Quoted passage
···

First chapter. Tiga kali weekend.

So one chapter of my winter holiday, has finally come to an end.

Three weeks with my parents around Europe have been incredibly full of lessons.

But if there are two things that I really learnt from this trip, they would be of patience and responsibilities.

Patience

One of my struggles in life is to be patient when it concerns time and people. And just because I am pretty quick and sharp, I tend to lose my patience with slow-moving things. I get restless. There was a time during a road trip around Ireland when my dad asked, "Since when you've become short-tempered?". I am not. I never was. But that question really got me. I know I am not the most patient person on Earth, but am I really that short-tempered? My dad can be the randomest people you'll ever meet - and he can be either incredibly fascinating or annoyingly frustrating. And when my mind decides it's the latter, I snap. Often rather too quickly.

Followed by guilt. Sebab rasa bersalah bila annoyed dengan orang. (This is towards people in general, I do have low treshold with people - not proud of it!!). Kadang kadang bila Ayah/Ummi tanya soalan banyak kali, I'd quickly remind myself, I was once the annoying kid who asked annoying things too frequently. Among my siblings, I am the most 'menjawab'. Bila cakap sepatah, ada je yang nak jawab. So when my parents tanya benda sama a few times, I'd keep telling myself, they were patient with me once, how can I not be patient to them? I am here today because of them. I have my values today because of them.

And my mom said, "Remember that we're getting older, not younger."

Macam mana konon nak berbakti kat dorang kalau time travel ni pun dah kurang sabar?

Nanges.


Responsibilities

Selama ni hidup single, husband jauh, family lagi jauh, so hari hari fikir pasal diri sendiri je. Dinner makan apa, exam nak study apa, train balik placement pukul berapa.

···

Supplied information
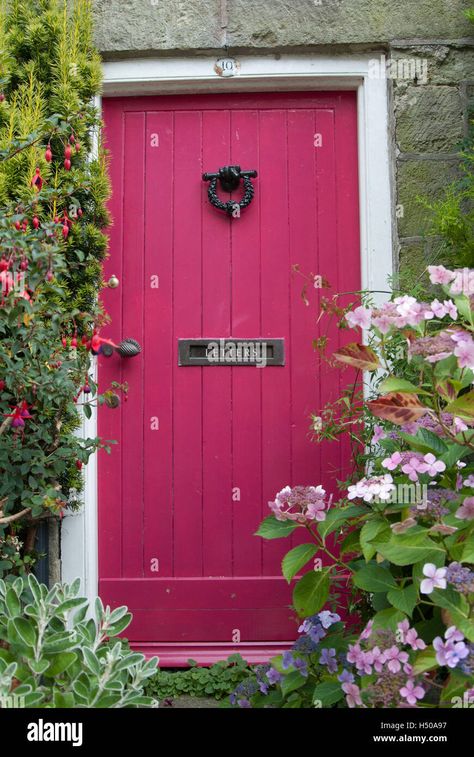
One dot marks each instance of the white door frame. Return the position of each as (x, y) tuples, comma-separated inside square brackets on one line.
[(256, 73)]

···

What is required
Please continue the holiday reflection on patience and responsibilities, not the data, starting right after its last sentence.

Reply to the task
And masa ni jugak lah I feel like I was being tested on my responsibilities. I have my parents to be with, my placement in Boston that demanded a good three-hour travelling, my husband who's having his finals that I wish I could be there for, my end of block exam to study for, and finally, my own self, my own sanity to take care of. Belum masuk tanggungjawab kat Allah lagi. Panggg.

And because I so often put people I love way before myself, I tend to overlook the second last bit - my own sanity. The last bit kita cakap lain kali.

So I broke down every now and them. I cried to myself every now and then. I cried out of frustration as I feel inadequate over things. As a wife. As a daughter. As a student. As a human being. As a slave to God.

Tanggungjawab is a big word. Tanggungjawab terhadap emosi dan perasaan is even bigger. If you're anything like me - care too much, feel too deep, overthink everything, you'd probably understand. Emotion is hard work. And to be responsible over my own emotions, is even harder.
Tanggungjawab. Terhadap diri sendiri. How can I take care of people when I can't even look after myself?

Nak type ni pun tengah emosi. Baru lepas hantar Ayah and Ummi kat boarding gate balik Malaysia, waiting for my own flight balik Dublin. Emosi, tahu?

I had very little responsibilities all these while, ni baru nak test sikit dah gelabah.

Dah tu cane nak jadi mak? Tsk tsk.

Sebenarnya best je cuti ni, emosi je lebih. Bella kot. Lain kali lah cerita gembira sikit. Harap harapnya. Meanwhile lemme balik and pull myself together first.